Aim of the task: Start with the line containing "Locate the newel" and write out each line through the end of the listing, exactly as given.

Data entries:
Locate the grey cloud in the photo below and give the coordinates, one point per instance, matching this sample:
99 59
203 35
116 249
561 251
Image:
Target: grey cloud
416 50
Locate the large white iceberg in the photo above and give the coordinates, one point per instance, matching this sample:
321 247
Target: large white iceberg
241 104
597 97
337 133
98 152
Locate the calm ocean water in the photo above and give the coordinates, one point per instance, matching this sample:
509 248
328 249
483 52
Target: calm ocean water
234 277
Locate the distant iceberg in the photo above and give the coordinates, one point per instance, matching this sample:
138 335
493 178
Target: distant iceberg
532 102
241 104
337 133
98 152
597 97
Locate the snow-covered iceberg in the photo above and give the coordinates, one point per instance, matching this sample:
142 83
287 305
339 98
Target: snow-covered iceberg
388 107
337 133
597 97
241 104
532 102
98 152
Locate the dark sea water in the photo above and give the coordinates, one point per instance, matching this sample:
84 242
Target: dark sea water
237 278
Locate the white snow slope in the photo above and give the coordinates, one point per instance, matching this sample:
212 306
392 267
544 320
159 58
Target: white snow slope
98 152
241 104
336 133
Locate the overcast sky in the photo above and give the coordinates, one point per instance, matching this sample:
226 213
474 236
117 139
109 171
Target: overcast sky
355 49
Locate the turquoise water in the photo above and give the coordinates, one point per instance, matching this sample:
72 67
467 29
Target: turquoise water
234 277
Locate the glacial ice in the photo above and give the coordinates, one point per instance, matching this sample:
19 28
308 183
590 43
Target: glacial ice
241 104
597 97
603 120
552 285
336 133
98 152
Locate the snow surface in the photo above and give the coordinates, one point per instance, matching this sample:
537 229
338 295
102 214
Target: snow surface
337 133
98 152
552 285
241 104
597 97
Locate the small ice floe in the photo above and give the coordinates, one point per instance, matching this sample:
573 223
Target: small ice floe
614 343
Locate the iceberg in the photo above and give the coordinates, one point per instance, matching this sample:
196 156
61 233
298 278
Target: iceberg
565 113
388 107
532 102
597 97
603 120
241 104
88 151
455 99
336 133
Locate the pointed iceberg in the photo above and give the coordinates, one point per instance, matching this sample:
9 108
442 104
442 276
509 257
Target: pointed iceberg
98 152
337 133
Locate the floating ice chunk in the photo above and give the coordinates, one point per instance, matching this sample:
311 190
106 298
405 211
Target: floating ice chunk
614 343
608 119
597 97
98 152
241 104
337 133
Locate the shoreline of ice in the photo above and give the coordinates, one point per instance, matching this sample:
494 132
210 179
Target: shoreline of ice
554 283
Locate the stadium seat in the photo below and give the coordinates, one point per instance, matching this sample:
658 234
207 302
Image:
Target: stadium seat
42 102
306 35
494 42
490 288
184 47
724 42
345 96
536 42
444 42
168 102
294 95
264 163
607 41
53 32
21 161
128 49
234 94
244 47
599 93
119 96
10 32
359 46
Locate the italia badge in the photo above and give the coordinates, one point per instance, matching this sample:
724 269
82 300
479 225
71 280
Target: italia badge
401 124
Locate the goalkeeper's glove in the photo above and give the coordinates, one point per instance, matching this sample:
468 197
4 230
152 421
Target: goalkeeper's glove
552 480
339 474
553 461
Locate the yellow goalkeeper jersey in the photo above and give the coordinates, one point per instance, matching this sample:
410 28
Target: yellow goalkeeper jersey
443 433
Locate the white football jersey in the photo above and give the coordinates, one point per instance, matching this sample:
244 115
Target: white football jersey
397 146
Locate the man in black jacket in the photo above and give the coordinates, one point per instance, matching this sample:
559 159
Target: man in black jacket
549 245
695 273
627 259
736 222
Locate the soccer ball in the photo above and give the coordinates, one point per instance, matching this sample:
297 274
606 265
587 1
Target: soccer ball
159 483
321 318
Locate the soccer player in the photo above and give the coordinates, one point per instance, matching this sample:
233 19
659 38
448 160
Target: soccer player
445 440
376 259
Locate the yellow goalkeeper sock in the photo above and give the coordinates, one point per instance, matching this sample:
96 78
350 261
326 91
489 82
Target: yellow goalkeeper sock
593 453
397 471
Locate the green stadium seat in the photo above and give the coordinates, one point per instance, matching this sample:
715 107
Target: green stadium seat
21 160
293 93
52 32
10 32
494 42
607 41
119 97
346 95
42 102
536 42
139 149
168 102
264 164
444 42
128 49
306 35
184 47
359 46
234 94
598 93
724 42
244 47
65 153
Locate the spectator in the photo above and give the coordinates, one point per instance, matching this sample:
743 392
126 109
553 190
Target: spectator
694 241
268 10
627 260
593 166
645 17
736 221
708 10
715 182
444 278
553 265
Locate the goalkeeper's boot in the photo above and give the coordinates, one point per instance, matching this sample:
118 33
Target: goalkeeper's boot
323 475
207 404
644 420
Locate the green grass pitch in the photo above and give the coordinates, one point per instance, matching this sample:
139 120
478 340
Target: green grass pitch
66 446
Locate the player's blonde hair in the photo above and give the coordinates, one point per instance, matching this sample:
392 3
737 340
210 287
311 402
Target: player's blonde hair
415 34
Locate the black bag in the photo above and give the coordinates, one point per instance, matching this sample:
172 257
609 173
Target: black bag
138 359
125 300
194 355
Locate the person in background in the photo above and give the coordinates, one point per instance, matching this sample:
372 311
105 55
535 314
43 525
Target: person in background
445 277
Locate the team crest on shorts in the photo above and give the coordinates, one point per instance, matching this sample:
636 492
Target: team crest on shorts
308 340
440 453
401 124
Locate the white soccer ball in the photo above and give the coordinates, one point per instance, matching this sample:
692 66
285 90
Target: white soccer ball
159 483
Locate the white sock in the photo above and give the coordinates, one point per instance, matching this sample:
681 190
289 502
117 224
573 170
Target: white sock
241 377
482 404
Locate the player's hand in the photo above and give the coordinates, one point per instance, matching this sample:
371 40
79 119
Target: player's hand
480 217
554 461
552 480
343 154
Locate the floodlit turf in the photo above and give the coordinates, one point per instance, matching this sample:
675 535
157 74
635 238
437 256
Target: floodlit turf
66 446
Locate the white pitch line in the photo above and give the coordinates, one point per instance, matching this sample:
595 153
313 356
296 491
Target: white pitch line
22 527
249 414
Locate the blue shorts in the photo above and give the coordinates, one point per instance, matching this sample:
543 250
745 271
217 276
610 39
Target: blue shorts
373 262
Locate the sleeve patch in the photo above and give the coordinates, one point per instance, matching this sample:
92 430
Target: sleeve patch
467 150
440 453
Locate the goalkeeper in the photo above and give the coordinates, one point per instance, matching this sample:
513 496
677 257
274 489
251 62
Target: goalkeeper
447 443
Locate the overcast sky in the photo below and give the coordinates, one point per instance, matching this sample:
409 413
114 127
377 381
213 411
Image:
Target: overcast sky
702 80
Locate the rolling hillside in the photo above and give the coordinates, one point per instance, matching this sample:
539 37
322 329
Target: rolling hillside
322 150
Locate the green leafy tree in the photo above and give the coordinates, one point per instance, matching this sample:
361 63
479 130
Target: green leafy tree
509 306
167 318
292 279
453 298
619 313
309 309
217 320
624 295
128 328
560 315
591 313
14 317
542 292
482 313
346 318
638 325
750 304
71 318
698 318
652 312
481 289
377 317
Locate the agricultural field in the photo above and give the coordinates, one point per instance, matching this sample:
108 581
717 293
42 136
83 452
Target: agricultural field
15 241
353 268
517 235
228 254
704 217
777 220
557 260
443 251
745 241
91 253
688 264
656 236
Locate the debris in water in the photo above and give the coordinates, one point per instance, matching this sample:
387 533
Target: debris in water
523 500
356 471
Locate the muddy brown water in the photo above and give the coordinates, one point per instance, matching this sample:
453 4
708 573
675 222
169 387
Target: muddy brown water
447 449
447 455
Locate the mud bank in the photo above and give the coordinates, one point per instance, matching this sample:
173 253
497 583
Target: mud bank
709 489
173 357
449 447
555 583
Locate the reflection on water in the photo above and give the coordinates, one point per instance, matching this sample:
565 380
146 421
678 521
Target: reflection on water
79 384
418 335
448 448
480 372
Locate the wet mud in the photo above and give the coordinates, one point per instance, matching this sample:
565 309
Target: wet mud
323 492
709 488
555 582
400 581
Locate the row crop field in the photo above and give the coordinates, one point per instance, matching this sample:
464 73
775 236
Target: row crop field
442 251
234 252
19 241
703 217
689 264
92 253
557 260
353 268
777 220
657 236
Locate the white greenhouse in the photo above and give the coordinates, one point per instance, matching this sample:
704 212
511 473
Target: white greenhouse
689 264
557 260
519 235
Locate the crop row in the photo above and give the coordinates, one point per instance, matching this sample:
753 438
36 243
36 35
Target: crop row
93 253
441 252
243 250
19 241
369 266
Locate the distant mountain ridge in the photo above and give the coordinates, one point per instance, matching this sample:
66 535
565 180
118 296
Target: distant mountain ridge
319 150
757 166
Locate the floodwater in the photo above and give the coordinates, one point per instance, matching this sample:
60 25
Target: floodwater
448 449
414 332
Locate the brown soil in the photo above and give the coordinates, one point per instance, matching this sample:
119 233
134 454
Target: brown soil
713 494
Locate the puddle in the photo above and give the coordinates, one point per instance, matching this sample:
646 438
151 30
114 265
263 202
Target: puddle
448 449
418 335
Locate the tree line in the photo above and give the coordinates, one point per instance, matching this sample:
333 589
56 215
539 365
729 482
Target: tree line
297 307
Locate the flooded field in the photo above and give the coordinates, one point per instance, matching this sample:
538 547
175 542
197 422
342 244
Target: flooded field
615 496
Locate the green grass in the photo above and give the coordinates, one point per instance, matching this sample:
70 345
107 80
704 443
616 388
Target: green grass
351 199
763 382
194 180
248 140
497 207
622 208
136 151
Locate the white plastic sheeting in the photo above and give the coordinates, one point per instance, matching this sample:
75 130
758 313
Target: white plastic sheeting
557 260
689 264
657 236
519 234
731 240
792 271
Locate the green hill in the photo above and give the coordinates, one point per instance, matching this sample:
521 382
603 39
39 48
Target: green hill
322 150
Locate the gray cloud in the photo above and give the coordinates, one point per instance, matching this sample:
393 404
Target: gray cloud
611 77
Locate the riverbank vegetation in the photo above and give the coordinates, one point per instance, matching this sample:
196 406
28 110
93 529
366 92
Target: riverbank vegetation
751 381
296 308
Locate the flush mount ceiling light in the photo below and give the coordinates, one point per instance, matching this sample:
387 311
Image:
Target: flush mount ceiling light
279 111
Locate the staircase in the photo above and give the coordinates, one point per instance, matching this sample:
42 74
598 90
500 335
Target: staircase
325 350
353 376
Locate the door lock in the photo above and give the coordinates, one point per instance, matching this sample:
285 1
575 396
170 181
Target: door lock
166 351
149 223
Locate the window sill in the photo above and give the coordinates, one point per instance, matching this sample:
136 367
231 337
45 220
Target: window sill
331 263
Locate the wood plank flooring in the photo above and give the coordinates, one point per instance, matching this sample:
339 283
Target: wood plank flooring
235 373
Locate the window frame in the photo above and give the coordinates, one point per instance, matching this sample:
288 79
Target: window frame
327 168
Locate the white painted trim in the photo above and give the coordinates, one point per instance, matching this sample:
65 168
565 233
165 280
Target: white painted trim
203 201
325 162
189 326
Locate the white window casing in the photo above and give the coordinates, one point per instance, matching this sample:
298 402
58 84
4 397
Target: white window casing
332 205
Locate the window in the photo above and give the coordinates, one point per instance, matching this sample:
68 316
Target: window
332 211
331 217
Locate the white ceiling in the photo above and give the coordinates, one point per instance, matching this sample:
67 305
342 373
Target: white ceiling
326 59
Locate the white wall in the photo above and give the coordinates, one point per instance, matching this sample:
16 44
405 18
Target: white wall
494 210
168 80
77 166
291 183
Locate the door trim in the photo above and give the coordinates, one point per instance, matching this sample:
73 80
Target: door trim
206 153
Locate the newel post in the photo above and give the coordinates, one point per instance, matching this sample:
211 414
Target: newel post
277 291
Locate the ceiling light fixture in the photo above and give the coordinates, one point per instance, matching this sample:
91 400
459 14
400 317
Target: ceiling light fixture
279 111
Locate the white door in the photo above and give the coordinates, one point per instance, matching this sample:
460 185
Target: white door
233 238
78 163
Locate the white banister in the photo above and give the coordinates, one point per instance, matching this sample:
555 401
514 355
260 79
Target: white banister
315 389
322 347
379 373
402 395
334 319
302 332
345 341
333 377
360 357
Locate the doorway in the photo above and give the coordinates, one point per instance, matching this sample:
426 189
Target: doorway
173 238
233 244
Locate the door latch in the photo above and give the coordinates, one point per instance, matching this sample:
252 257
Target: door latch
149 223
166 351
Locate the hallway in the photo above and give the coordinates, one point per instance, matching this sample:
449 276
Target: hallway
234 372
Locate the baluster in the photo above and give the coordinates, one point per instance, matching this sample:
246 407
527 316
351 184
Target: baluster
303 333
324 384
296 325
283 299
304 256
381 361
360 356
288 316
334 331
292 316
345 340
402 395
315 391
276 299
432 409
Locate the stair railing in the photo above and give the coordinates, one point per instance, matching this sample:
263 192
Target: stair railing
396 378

Solution to the exercise:
Locate the newel post in the photo above and give the coordinates, one point per instance, matching this sample:
211 414
Target: newel post
277 291
Locate the ceiling light fixture in the photo above and give the coordinates, one point per instance, matching this sample:
91 400
459 14
400 317
Target: ceiling light fixture
279 111
Locate the white door in the photo above and give the coordinates, one point per instance, matching this sample:
460 185
Target: white door
233 238
78 163
Locate the white banister in the photo above and give the coordinates, one point per instance, matching this sample:
555 401
514 355
260 79
Target: white banister
315 389
322 347
379 373
402 395
334 319
302 332
345 341
333 377
360 357
Locate the doorway in the photo above and give the coordinates, one point per instance, matching this sample:
426 189
Target: doorway
173 238
233 244
Locate the door latch in the photo above and give the coordinates, one point per instance, matching this sample:
252 257
Target: door latch
149 223
166 351
Locate the hallway in the photo above and give the coordinates, one point per instance, matching this sample:
449 276
Target: hallway
234 372
Locate the baluster in the photo above and give the coordinates, one point per instance, matching this sample:
246 407
527 316
351 184
Target: baluster
303 333
324 384
296 325
283 299
304 256
381 361
360 356
288 316
334 331
292 316
345 340
402 395
315 391
276 299
432 409
Locate the stair railing in the photo above and give the coordinates, one point per instance, matching this sample:
263 192
Target: stair railing
396 378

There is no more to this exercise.